### ACTION ITEM
The following data has a line with "box: [169, 0, 328, 180]" and a line with "positive clicks: (142, 126) (152, 220)". Write out exactly those lines and all the lines between them.

━━━

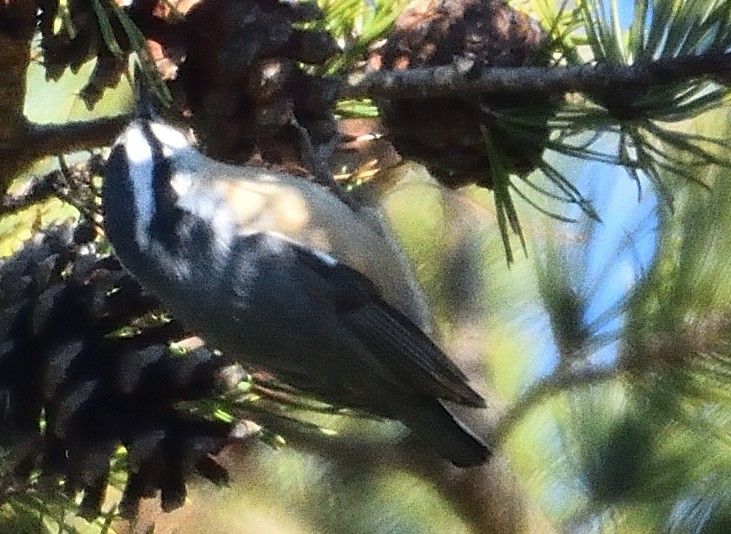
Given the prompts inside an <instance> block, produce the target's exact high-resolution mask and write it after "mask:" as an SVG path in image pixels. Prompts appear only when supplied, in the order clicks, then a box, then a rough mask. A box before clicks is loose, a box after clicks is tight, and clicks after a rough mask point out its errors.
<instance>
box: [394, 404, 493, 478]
mask: <svg viewBox="0 0 731 534" xmlns="http://www.w3.org/2000/svg"><path fill="white" fill-rule="evenodd" d="M400 419H401V420H402V422H403V423H404V424H405V425H406V426H407V427H409V429H410V430H411V431H412V432H413V433H414V434H415V435H416V436H417V437H418V438H419V439H420V440H422V441H424V442H425V443H426V444H427V445H429V446H430V447H431V448H432V449H434V450H435V451H436V453H437V454H439V456H441V457H442V458H444V459H445V460H449V461H450V462H452V463H453V464H454V465H456V466H457V467H474V466H477V465H480V464H483V463H485V462H486V461H487V459H488V458H489V457H490V454H491V450H490V448H489V447H488V446H487V445H486V444H485V443H484V442H483V441H482V440H481V439H480V438H479V437H477V436H476V435H475V434H474V433H473V432H472V431H471V430H470V429H469V428H467V427H466V426H465V425H464V424H462V423H461V422H460V421H459V420H458V419H457V418H455V417H454V416H453V415H452V414H451V413H449V411H448V410H447V409H446V408H445V407H444V406H443V405H442V404H441V402H439V401H438V400H431V399H430V400H429V401H428V402H427V403H424V404H419V405H418V406H414V407H412V409H410V410H409V413H408V414H407V415H406V416H404V415H401V416H400Z"/></svg>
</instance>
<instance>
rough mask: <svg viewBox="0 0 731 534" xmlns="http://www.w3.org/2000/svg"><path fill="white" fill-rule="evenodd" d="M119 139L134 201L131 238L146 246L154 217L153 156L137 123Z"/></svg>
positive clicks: (144, 245) (153, 176) (144, 246)
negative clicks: (125, 165)
mask: <svg viewBox="0 0 731 534" xmlns="http://www.w3.org/2000/svg"><path fill="white" fill-rule="evenodd" d="M120 142H121V143H122V144H123V146H124V149H125V152H126V154H127V159H128V160H129V163H130V164H129V165H128V172H129V177H128V179H129V180H131V181H132V192H133V195H134V203H135V206H134V207H135V213H136V217H135V237H136V239H137V242H138V243H139V244H140V246H141V247H146V246H148V245H149V243H150V239H149V235H150V226H151V225H152V218H153V217H154V216H155V191H154V189H153V181H154V178H155V177H154V172H155V162H154V161H153V159H154V156H153V153H152V148H151V147H150V143H149V141H148V140H147V138H146V137H145V135H144V134H143V132H142V128H141V127H140V125H138V124H135V125H133V126H130V127H129V128H128V129H127V131H126V132H125V134H124V139H122V140H120Z"/></svg>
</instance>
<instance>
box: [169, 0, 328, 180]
mask: <svg viewBox="0 0 731 534" xmlns="http://www.w3.org/2000/svg"><path fill="white" fill-rule="evenodd" d="M321 16H322V13H321V11H320V10H319V9H318V8H317V6H316V5H315V4H314V3H293V2H286V3H285V2H279V1H277V0H252V1H250V2H238V1H235V0H203V1H201V2H199V3H198V4H197V5H196V6H195V7H194V8H193V9H192V10H191V11H190V13H189V14H188V15H187V16H186V20H185V31H184V34H185V45H184V47H185V51H186V60H185V62H184V63H183V65H182V66H181V69H180V79H181V83H182V86H183V88H184V92H185V94H186V96H187V98H188V105H189V107H190V110H191V111H192V114H193V126H194V128H195V130H196V132H197V133H198V134H199V136H200V138H201V141H202V144H203V145H204V146H206V148H207V151H208V153H209V155H211V156H213V157H216V158H219V159H223V160H228V161H234V162H239V163H241V162H246V161H249V160H252V159H261V160H263V161H264V162H266V163H269V164H275V165H280V166H284V167H289V168H296V167H300V168H301V167H303V166H306V165H303V164H305V163H307V162H303V158H302V156H301V149H300V134H299V133H298V130H297V128H296V127H295V126H294V125H293V124H292V123H293V120H295V119H296V121H297V122H298V123H299V125H300V126H302V127H304V128H305V129H306V130H307V131H308V132H309V135H310V136H311V138H312V143H313V145H314V147H315V149H316V150H317V149H318V148H319V147H322V146H325V145H328V143H330V141H331V140H332V139H333V138H334V136H335V135H336V125H335V120H334V118H333V115H332V109H333V105H334V98H335V88H334V86H332V85H331V84H329V83H328V82H327V81H326V80H325V79H323V78H321V77H317V76H314V75H310V74H307V73H305V72H304V71H303V70H302V69H301V68H300V67H299V66H298V62H304V63H310V64H323V63H324V62H325V61H326V60H327V59H328V58H329V57H331V56H332V55H333V54H335V53H336V52H337V51H338V47H337V45H336V44H335V41H334V40H333V39H332V37H331V36H330V35H329V34H327V33H325V32H320V31H309V30H302V29H299V28H296V27H295V25H296V24H297V23H302V22H305V21H312V20H315V19H318V18H320V17H321Z"/></svg>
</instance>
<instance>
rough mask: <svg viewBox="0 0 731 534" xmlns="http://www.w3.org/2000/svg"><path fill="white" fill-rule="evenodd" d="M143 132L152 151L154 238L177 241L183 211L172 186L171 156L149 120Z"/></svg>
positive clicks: (142, 126) (152, 220)
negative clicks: (163, 150)
mask: <svg viewBox="0 0 731 534" xmlns="http://www.w3.org/2000/svg"><path fill="white" fill-rule="evenodd" d="M140 126H141V127H142V133H143V135H144V137H145V139H148V140H149V143H150V150H151V151H152V173H153V176H152V194H153V202H154V205H155V212H154V215H153V217H152V221H151V224H150V233H151V234H152V236H153V238H154V239H156V240H159V241H161V242H163V243H166V242H169V243H175V242H176V241H177V238H178V236H177V234H178V226H179V223H180V220H181V218H182V217H183V215H184V214H183V211H182V210H181V209H180V208H178V207H177V201H178V197H177V195H176V194H175V191H174V190H173V188H172V185H171V180H172V178H173V173H174V168H173V166H172V164H171V161H172V160H171V158H168V157H166V156H165V154H164V152H163V143H162V142H161V141H160V139H159V137H158V136H156V135H155V132H154V131H153V130H152V128H151V127H150V123H149V122H146V121H145V122H142V123H141V124H140Z"/></svg>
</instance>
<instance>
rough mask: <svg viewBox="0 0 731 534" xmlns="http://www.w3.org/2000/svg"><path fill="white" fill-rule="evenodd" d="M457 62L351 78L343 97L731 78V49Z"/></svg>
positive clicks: (378, 95) (597, 89) (514, 92)
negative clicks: (613, 63)
mask: <svg viewBox="0 0 731 534" xmlns="http://www.w3.org/2000/svg"><path fill="white" fill-rule="evenodd" d="M471 67H472V66H471V65H466V66H465V65H462V64H458V63H455V64H453V65H445V66H441V67H434V68H419V69H408V70H401V71H377V72H372V73H369V74H366V75H365V76H360V77H351V78H350V80H349V81H348V82H346V83H344V84H343V86H342V88H341V90H340V94H339V96H340V97H341V98H358V97H399V98H427V97H429V98H432V97H439V96H455V95H465V94H475V93H481V94H485V93H487V94H495V93H503V94H506V93H509V94H526V93H541V94H561V93H570V92H583V93H592V92H596V91H606V90H608V89H612V88H614V89H621V90H626V89H627V88H641V87H650V86H656V85H663V84H669V83H674V82H681V81H687V80H690V79H693V78H708V77H714V76H719V77H724V76H726V77H728V76H729V75H730V74H731V52H726V53H718V52H714V53H707V54H702V55H699V56H682V57H674V58H661V59H658V60H656V61H652V62H649V63H636V64H634V65H616V64H608V63H598V64H594V65H581V66H572V67H556V66H551V67H489V68H485V69H484V70H482V71H478V72H475V71H474V69H473V68H471Z"/></svg>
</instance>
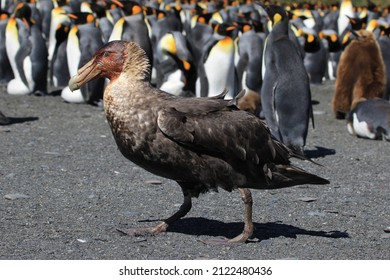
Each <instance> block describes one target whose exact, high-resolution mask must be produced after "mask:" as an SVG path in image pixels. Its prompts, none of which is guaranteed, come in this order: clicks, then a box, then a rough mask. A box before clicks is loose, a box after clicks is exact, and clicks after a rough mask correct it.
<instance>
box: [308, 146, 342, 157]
mask: <svg viewBox="0 0 390 280" xmlns="http://www.w3.org/2000/svg"><path fill="white" fill-rule="evenodd" d="M304 153H305V156H306V157H307V158H310V159H313V158H320V157H325V156H329V155H335V154H336V150H335V149H328V148H325V147H320V146H315V149H313V150H305V152H304Z"/></svg>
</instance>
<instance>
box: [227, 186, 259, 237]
mask: <svg viewBox="0 0 390 280" xmlns="http://www.w3.org/2000/svg"><path fill="white" fill-rule="evenodd" d="M238 190H239V191H240V194H241V198H242V201H243V202H244V207H245V214H244V230H243V231H242V233H240V234H239V235H237V236H236V237H234V238H232V239H230V240H228V242H229V243H244V242H246V241H247V240H248V238H249V237H251V235H252V234H253V221H252V204H253V200H252V194H251V191H250V190H249V189H246V188H242V189H241V188H240V189H238Z"/></svg>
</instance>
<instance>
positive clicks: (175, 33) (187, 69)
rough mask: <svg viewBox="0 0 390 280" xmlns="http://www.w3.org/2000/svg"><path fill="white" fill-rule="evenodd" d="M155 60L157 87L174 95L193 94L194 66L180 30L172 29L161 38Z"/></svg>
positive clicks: (191, 57)
mask: <svg viewBox="0 0 390 280" xmlns="http://www.w3.org/2000/svg"><path fill="white" fill-rule="evenodd" d="M156 61H158V63H156V69H157V84H156V86H157V87H159V88H160V89H161V90H164V91H166V92H169V93H171V94H175V95H184V96H194V95H195V83H196V78H197V75H196V67H195V65H194V61H193V56H192V54H191V52H190V50H189V48H188V44H187V40H186V38H185V36H184V35H183V34H182V33H181V32H179V31H172V32H169V33H166V34H165V35H164V36H163V37H162V38H161V40H160V41H159V43H158V45H157V51H156Z"/></svg>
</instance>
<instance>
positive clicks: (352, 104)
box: [332, 29, 386, 119]
mask: <svg viewBox="0 0 390 280" xmlns="http://www.w3.org/2000/svg"><path fill="white" fill-rule="evenodd" d="M353 33H354V35H355V36H356V40H353V41H352V42H351V43H350V44H349V45H348V46H347V47H346V48H345V50H344V52H343V53H342V55H341V57H340V62H339V65H338V69H337V79H336V86H335V91H334V94H333V99H332V109H333V112H334V114H335V117H336V118H337V119H344V118H345V116H346V114H347V113H348V112H349V111H350V110H351V109H353V108H354V107H355V105H356V103H357V102H358V101H359V100H360V99H361V98H366V99H371V98H375V97H382V96H383V92H384V90H385V86H386V69H385V65H384V62H383V58H382V53H381V51H380V48H379V44H378V42H377V40H376V38H375V36H374V34H373V33H372V32H370V31H367V30H364V29H362V30H360V31H358V32H355V31H353Z"/></svg>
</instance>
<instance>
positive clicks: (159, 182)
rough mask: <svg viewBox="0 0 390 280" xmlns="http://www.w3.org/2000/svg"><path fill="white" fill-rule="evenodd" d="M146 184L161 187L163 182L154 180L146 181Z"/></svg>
mask: <svg viewBox="0 0 390 280" xmlns="http://www.w3.org/2000/svg"><path fill="white" fill-rule="evenodd" d="M145 184H150V185H161V184H162V182H161V181H159V180H153V179H151V180H145Z"/></svg>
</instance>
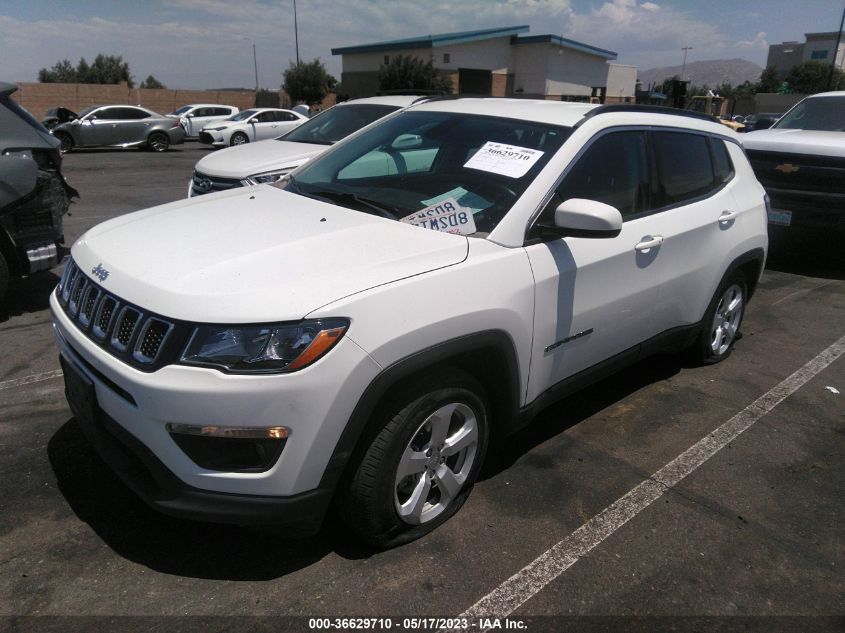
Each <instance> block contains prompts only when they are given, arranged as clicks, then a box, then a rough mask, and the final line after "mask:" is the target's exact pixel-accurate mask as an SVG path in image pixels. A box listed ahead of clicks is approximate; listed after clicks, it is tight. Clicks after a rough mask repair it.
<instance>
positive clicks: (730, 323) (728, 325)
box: [710, 284, 745, 356]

━━━

### ANSWER TO THIS EXERCISE
box: [169, 0, 328, 180]
mask: <svg viewBox="0 0 731 534" xmlns="http://www.w3.org/2000/svg"><path fill="white" fill-rule="evenodd" d="M321 16H322V13H321V11H320V10H319V9H318V8H317V6H316V5H315V4H314V3H293V2H286V3H285V2H279V1H277V0H252V1H250V2H238V1H235V0H203V1H201V2H199V3H198V4H197V5H196V6H195V7H194V8H193V9H192V10H191V11H190V13H189V14H188V15H187V16H186V20H185V31H184V34H185V45H184V47H185V51H186V60H185V62H184V63H183V65H182V66H181V69H180V79H181V83H182V86H183V88H184V92H185V94H186V96H187V98H188V105H189V107H190V110H191V111H192V114H193V126H194V128H195V130H196V132H197V133H198V134H199V136H200V138H201V141H202V144H203V145H204V146H206V148H207V151H208V153H209V155H211V156H213V157H216V158H219V159H223V160H228V161H234V162H239V163H241V162H246V161H249V160H252V159H261V160H263V161H264V162H266V163H269V164H275V165H280V166H284V167H289V168H296V167H300V168H301V167H303V166H306V165H303V164H305V163H307V162H303V158H302V156H301V149H300V134H299V133H298V130H297V128H296V127H295V126H294V125H293V124H292V123H293V120H295V119H296V121H297V122H298V123H299V125H300V126H302V127H304V128H305V129H306V130H307V131H308V132H309V135H310V136H311V138H312V143H313V145H314V147H315V149H316V150H317V149H318V148H319V147H322V146H325V145H328V143H330V141H331V140H332V139H333V138H334V136H335V135H336V125H335V120H334V118H333V115H332V109H333V105H334V98H335V88H334V86H332V85H331V84H329V83H328V82H327V81H326V80H325V79H323V78H321V77H317V76H314V75H310V74H307V73H305V72H304V71H303V70H302V69H301V68H300V67H299V66H298V62H304V63H310V64H323V63H324V62H325V61H326V60H327V59H328V58H329V57H331V56H332V55H333V54H335V53H336V52H337V51H338V47H337V45H336V44H335V41H334V40H333V39H332V37H331V36H330V35H329V34H327V33H325V32H320V31H309V30H302V29H299V28H296V27H295V25H296V24H297V23H302V22H305V21H312V20H315V19H318V18H320V17H321Z"/></svg>
</instance>
<instance>
rough mask: <svg viewBox="0 0 731 534" xmlns="http://www.w3.org/2000/svg"><path fill="white" fill-rule="evenodd" d="M143 132L152 151L154 238L177 241L183 211L172 186L171 156L149 120Z"/></svg>
positive clicks: (142, 126) (152, 220)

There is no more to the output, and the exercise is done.